● **Extract to read**
*****
NHS Scotland doctors facing £18,500 tax bill

Almost two thirds (63 per cent) of Scottish doctors in the NHS are facing large pensions tax bills, research by the British Medical Association (BMA) Scotland has revealed.

The survey, which questioned over 350 doctors on the impact of the pension tax charges, found that a further 21 per cent are “worried” they are due a tax bill, with the average tax bill reported by doctors totaling £18,500.

The charges, relating to the way annual and lifetime allowances are calculated, have resulted in more than half of doctors across all branches actively reducing or planning to reduce their workload, in order to avoid the tax threshold, according to the BMA.

BMA Scotland consultant committee chair, Simon Barker, said: “It is hard to overstate the seriousness of this situation and its implications not just for consultants, but for NHS hospital services and our patients who rely on them.

“No-one argues that doctors shouldn’t pay their way, or that the NHS pension scheme hasn’t previously been one of the key attractions of the job.

“However, the inherent unfairness of unpredictable additional taxation levied now, yet for a future benefit that may never be realised, is something that anyone can recognise, except the UK Treasury apparently.”
*****
● **To do**
Update the article on NHS pension tax bills by rewriting its text from the words "The charges, relating" through the words "of the job.", with "workload" replaced by "clinical hours".
*****
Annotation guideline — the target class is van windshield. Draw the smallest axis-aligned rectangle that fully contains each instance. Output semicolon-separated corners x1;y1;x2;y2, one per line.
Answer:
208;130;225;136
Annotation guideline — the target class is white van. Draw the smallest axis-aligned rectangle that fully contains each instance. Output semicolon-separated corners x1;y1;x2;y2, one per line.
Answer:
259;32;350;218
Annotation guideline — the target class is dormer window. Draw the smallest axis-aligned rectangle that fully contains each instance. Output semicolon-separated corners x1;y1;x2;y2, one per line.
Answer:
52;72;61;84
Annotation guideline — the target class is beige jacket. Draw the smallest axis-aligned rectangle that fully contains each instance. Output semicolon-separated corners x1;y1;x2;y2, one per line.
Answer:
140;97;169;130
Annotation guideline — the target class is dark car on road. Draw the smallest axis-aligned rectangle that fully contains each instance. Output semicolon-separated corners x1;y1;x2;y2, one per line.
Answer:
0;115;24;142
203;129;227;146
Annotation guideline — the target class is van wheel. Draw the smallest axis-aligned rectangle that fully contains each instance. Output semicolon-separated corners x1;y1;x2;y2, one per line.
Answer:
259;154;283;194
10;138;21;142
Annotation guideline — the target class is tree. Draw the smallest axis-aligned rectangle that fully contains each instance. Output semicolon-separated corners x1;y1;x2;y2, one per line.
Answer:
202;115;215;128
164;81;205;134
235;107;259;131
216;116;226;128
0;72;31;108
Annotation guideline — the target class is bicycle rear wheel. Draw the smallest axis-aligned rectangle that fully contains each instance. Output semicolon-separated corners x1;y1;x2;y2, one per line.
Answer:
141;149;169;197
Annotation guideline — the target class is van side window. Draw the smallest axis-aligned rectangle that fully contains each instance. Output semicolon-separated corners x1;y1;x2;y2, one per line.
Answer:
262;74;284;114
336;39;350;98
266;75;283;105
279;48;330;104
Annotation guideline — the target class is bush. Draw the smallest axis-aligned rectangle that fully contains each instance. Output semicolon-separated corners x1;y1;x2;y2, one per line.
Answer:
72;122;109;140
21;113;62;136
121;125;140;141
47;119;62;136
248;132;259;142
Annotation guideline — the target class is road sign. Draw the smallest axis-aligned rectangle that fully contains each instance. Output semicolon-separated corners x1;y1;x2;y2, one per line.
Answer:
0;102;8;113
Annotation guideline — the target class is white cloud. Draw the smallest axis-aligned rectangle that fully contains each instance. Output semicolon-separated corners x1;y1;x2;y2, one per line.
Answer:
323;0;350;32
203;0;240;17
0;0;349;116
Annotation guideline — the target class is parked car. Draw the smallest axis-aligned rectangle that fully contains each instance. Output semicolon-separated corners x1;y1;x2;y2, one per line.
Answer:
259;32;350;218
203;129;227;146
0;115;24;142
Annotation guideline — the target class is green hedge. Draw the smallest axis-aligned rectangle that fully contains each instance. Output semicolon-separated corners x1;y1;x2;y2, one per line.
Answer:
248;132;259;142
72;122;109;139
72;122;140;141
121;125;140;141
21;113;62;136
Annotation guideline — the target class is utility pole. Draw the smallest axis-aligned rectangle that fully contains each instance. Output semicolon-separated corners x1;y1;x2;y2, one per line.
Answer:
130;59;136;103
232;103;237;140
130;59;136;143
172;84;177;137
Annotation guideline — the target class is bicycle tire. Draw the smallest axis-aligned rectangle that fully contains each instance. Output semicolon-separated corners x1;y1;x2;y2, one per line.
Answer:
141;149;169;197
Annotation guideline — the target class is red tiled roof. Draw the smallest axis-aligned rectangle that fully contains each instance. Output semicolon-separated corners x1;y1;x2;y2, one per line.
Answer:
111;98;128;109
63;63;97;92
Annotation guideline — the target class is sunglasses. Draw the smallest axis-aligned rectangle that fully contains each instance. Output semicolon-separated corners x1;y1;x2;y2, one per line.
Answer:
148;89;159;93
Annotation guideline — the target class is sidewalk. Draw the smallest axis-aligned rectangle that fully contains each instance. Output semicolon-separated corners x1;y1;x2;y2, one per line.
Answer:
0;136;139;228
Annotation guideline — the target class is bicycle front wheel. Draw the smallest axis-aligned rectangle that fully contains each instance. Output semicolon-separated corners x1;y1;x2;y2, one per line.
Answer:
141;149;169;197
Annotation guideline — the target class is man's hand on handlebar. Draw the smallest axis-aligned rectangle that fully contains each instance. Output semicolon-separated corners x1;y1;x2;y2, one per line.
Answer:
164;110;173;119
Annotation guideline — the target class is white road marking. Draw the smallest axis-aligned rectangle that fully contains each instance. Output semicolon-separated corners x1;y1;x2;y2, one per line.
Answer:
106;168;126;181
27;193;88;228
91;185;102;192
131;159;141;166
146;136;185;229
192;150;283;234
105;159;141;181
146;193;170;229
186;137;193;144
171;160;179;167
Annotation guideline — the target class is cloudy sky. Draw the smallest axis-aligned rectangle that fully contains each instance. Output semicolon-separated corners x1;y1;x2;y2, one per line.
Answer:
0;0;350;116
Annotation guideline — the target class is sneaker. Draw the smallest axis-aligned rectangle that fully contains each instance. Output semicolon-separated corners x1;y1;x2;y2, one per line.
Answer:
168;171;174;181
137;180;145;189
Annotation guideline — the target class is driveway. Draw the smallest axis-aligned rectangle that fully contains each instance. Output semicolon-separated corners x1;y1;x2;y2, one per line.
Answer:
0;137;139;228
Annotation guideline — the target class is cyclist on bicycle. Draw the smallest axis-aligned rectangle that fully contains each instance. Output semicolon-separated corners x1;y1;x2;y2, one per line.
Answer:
*****
● **Solved problem**
The charges, relating to the way annual and lifetime allowances are calculated, have resulted in more than half of doctors across all branches actively reducing or planning to reduce their clinical hours, in order to avoid the tax threshold, according to the BMA.

BMA Scotland consultant committee chair, Simon Barker, said: “It is hard to overstate the seriousness of this situation and its implications not just for consultants, but for NHS hospital services and our patients who rely on them.

“No-one argues that doctors shouldn’t pay their way, or that the NHS pension scheme hasn’t previously been one of the key attractions of the job.